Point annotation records
========

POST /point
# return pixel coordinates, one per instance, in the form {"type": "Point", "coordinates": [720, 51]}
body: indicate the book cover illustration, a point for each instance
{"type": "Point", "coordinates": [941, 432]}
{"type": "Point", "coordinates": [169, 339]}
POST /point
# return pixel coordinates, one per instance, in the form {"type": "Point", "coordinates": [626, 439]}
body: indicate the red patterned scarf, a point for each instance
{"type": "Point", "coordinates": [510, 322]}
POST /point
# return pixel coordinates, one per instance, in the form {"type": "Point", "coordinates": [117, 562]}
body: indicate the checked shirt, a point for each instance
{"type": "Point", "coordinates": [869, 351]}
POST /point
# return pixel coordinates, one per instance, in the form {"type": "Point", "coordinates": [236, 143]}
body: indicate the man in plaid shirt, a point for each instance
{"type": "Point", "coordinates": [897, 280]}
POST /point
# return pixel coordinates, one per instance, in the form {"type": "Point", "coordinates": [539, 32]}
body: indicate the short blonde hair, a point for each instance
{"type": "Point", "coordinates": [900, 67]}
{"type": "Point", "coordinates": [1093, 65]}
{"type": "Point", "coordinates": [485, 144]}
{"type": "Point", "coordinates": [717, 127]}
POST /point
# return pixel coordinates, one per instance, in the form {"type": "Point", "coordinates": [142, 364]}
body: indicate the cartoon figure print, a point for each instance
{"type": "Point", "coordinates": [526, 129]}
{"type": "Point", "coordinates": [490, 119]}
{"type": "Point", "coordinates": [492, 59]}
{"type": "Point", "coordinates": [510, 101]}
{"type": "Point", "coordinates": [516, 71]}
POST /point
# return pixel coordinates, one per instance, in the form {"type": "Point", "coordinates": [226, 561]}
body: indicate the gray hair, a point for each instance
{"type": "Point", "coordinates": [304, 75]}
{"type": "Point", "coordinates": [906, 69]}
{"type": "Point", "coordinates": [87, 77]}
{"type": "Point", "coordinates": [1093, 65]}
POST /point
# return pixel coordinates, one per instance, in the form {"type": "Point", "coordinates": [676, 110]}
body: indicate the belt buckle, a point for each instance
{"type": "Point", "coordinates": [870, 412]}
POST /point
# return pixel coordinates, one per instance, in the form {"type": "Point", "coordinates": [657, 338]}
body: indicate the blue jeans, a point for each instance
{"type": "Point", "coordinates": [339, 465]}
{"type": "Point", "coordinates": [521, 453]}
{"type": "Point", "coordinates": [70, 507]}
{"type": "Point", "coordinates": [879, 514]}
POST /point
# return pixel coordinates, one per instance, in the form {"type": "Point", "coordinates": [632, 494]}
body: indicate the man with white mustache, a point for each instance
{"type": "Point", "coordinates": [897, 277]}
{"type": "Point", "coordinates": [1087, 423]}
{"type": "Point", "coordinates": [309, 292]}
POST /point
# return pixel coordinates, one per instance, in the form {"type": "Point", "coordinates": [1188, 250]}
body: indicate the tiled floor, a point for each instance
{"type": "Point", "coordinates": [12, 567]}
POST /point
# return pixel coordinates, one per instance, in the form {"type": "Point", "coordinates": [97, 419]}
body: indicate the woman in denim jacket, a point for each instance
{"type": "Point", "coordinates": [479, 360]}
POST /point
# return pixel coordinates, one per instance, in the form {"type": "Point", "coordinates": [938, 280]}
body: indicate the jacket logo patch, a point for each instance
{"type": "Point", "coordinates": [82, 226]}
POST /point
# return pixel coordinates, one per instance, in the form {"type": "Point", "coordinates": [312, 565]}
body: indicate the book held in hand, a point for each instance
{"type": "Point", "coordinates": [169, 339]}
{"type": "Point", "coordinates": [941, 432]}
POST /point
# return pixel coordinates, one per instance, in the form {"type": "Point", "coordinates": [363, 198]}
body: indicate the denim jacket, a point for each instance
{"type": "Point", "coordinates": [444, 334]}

========

Requirements: Please output the complete data exactly.

Solution:
POST /point
# return pixel coordinates, one per instance, in the form {"type": "Point", "coordinates": [720, 51]}
body: indicate the book cover illustration, a point for each instance
{"type": "Point", "coordinates": [941, 432]}
{"type": "Point", "coordinates": [169, 339]}
POST /point
# return pixel coordinates, one per instance, in the form {"type": "Point", "coordinates": [626, 439]}
body: indicate the red patterned scarf, a point for each instance
{"type": "Point", "coordinates": [510, 322]}
POST /point
# return pixel coordinates, one per instance, in the form {"type": "Point", "coordinates": [117, 562]}
body: indicate the checked shirt, a point for each instance
{"type": "Point", "coordinates": [869, 351]}
POST /point
# return pixel coordinates, one per instance, in the form {"type": "Point", "coordinates": [236, 143]}
body: indicate the man in plaid shirt, a point for each instance
{"type": "Point", "coordinates": [897, 280]}
POST /point
# return pixel coordinates, one per instance, in the form {"type": "Point", "coordinates": [539, 32]}
body: indicate the short blonde hair, a point for each instance
{"type": "Point", "coordinates": [900, 67]}
{"type": "Point", "coordinates": [1093, 65]}
{"type": "Point", "coordinates": [485, 144]}
{"type": "Point", "coordinates": [717, 127]}
POST /point
# return pixel coordinates, one per instance, in the form {"type": "Point", "coordinates": [142, 364]}
body: indicate the cartoon figure print, a point for each instance
{"type": "Point", "coordinates": [526, 129]}
{"type": "Point", "coordinates": [490, 119]}
{"type": "Point", "coordinates": [492, 59]}
{"type": "Point", "coordinates": [510, 101]}
{"type": "Point", "coordinates": [516, 71]}
POST /point
# return pixel coordinates, one per instance, in the form {"type": "Point", "coordinates": [226, 561]}
body: indicate the gray hair, a point for each instance
{"type": "Point", "coordinates": [304, 75]}
{"type": "Point", "coordinates": [906, 69]}
{"type": "Point", "coordinates": [87, 77]}
{"type": "Point", "coordinates": [1093, 65]}
POST /point
# return pixel coordinates, one per instance, in the form {"type": "Point", "coordinates": [676, 110]}
body: indicate the belt buckle, a point for each instance
{"type": "Point", "coordinates": [870, 412]}
POST /point
# return pixel coordinates, one per instance, in the form {"type": "Point", "coordinates": [657, 338]}
body: indicate the blue jeans, a point for each instance
{"type": "Point", "coordinates": [339, 465]}
{"type": "Point", "coordinates": [521, 453]}
{"type": "Point", "coordinates": [70, 507]}
{"type": "Point", "coordinates": [879, 514]}
POST /point
# return pixel coordinates, one per instance, in the form {"type": "Point", "coordinates": [632, 494]}
body: indicate the man with white mustache, a point for each instance
{"type": "Point", "coordinates": [897, 277]}
{"type": "Point", "coordinates": [1087, 423]}
{"type": "Point", "coordinates": [309, 292]}
POST /point
# return pixel coordinates, one per instance, in the form {"type": "Point", "coordinates": [1188, 250]}
body: indicate the tiled floor, a point for each instance
{"type": "Point", "coordinates": [12, 567]}
POST /point
# return pixel coordinates, one per instance, in the form {"type": "Point", "coordinates": [97, 419]}
body: indicate the woman in denim jacket, a point for each instance
{"type": "Point", "coordinates": [479, 360]}
POST /point
# return pixel coordinates, one per instance, in the form {"type": "Point", "coordinates": [938, 280]}
body: indicate the jacket logo patch, a point for each instance
{"type": "Point", "coordinates": [82, 226]}
POST /point
# return pixel coordinates, one per instance, in the form {"type": "Point", "coordinates": [312, 565]}
body: indicate the book held in hand, a point for each instance
{"type": "Point", "coordinates": [169, 339]}
{"type": "Point", "coordinates": [941, 432]}
POST /point
# return pixel coordinates, one per instance, in the form {"type": "Point", "coordinates": [363, 198]}
body: indicate the denim jacket, a point for each instance
{"type": "Point", "coordinates": [444, 334]}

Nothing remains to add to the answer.